> **YOUR TASK**:
Copy out the records below, replacing "Annotation task" with "Labeling task" wherever it appears and keeping everything else the same. Leave the pictures out.

> **RECORD SET**:
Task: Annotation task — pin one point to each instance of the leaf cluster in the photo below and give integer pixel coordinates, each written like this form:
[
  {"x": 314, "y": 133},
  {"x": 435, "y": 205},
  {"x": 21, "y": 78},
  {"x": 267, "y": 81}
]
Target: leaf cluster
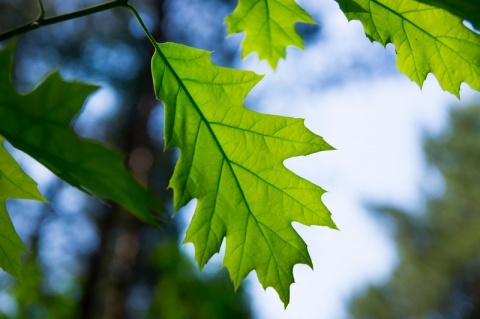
[{"x": 231, "y": 158}]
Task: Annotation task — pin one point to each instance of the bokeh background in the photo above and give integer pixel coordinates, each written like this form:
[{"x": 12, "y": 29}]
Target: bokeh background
[{"x": 403, "y": 183}]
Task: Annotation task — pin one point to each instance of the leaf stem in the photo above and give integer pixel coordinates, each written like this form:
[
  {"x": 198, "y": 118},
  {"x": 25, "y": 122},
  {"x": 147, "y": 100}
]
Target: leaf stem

> **WRITTEN SOLUTION**:
Task: Labeling task — pin one point to each instance of the leaf cluster in the photo below and give integer pixel coordinates, each written like this form:
[
  {"x": 314, "y": 133},
  {"x": 435, "y": 205},
  {"x": 21, "y": 78},
  {"x": 267, "y": 81}
]
Target: leaf cluster
[{"x": 231, "y": 158}]
Task: Labeling task — pin one point to each instance of the bokeh background in the photo above and give integer pixel coordinates, each written like this form:
[{"x": 12, "y": 29}]
Target: bokeh background
[{"x": 403, "y": 183}]
Task: Labeling task — pin one point to each instance of the leaf stem in the photo above and give integer pixel coordinates, each written like this form:
[
  {"x": 198, "y": 118},
  {"x": 25, "y": 122},
  {"x": 147, "y": 100}
]
Target: leaf stem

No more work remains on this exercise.